▶ [WHAT IS BEING ASKED]
List every line in the records below that contains the word "metal".

▶ [GIVEN RECORDS]
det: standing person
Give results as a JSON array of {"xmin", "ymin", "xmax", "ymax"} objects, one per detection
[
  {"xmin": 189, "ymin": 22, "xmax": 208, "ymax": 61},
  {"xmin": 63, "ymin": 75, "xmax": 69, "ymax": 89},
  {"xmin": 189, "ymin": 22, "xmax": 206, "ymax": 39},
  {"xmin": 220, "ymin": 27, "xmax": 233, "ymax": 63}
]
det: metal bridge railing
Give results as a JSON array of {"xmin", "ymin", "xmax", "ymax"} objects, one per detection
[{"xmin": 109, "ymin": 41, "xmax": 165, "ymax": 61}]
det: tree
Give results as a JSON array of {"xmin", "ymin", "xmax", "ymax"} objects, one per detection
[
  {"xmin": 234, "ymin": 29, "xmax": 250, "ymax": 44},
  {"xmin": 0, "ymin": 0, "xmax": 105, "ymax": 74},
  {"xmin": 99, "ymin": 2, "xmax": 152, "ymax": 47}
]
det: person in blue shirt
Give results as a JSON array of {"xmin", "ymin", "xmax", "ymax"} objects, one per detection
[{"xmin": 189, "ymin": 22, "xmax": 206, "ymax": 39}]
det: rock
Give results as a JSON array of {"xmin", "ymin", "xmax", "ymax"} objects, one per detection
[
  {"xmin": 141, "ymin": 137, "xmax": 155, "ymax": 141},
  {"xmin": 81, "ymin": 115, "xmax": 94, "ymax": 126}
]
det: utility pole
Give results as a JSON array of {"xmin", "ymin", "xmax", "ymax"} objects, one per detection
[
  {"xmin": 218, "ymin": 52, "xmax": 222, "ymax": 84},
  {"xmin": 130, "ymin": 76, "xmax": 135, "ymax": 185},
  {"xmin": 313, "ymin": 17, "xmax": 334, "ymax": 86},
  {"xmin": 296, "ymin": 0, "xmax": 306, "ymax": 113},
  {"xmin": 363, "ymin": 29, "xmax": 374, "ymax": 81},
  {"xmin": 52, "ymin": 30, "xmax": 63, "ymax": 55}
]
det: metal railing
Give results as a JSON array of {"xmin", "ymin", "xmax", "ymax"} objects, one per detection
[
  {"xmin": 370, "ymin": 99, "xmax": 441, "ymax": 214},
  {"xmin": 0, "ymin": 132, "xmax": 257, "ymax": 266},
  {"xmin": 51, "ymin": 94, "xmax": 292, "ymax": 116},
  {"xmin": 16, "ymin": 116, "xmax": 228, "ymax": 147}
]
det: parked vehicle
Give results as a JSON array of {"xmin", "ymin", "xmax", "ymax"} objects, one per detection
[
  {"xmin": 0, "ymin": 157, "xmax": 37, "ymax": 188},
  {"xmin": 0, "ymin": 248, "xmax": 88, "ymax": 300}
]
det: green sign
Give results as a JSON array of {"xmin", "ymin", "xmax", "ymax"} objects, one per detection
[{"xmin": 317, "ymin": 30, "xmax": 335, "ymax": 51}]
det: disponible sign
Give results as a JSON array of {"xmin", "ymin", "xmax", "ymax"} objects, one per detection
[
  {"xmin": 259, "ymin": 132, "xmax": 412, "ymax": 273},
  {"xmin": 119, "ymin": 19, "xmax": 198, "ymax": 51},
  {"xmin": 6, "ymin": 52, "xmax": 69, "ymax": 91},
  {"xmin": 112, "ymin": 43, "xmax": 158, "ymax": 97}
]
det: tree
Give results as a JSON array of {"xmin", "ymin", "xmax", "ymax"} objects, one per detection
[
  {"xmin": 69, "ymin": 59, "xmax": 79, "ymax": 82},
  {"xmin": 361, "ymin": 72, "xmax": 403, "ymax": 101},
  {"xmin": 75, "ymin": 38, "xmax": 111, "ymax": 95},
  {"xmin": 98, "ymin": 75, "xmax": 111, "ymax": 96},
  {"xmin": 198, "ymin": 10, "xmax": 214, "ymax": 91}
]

▶ [RESPONSE TO THIS TASK]
det: metal bridge railing
det: metal railing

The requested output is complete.